#### Activity
Count the lines holding the string "giving" in the records, and give only the count.

#### Records for this exercise
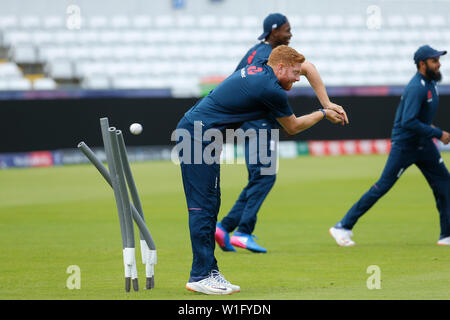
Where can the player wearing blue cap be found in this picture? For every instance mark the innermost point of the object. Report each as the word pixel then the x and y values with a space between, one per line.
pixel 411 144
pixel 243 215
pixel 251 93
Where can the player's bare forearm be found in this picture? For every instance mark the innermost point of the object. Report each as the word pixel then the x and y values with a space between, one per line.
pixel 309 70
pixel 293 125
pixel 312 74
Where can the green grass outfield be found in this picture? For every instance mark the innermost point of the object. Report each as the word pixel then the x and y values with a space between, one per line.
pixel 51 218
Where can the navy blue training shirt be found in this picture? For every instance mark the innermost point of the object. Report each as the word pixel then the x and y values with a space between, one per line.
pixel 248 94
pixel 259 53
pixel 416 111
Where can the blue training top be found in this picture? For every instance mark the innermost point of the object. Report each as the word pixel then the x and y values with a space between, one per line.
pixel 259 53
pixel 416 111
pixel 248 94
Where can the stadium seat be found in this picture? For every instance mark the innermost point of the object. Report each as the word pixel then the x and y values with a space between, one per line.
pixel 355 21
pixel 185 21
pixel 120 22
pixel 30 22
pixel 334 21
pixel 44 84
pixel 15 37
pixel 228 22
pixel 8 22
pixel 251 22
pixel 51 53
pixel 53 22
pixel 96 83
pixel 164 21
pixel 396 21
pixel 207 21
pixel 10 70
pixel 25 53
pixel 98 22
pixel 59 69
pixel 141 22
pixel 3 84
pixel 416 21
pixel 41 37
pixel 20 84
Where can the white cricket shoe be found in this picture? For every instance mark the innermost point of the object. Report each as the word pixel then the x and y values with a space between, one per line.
---
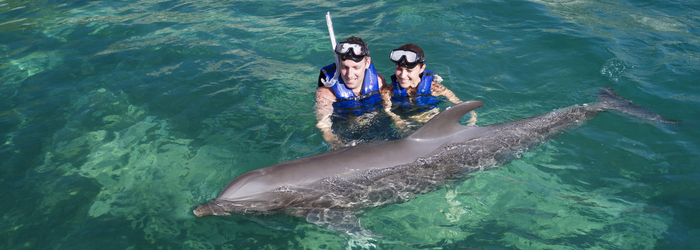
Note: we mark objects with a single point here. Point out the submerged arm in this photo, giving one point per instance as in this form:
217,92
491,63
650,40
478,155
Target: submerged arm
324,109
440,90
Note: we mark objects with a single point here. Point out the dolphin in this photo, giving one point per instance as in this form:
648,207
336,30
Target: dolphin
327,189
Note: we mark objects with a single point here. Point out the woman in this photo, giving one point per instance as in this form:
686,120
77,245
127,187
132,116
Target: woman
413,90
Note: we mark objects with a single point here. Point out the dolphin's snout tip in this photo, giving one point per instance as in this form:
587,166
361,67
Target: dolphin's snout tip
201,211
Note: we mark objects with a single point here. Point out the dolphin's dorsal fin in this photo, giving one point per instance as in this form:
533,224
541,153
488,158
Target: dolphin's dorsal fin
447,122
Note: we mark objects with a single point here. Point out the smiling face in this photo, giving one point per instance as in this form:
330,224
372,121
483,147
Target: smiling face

#### Solved problem
6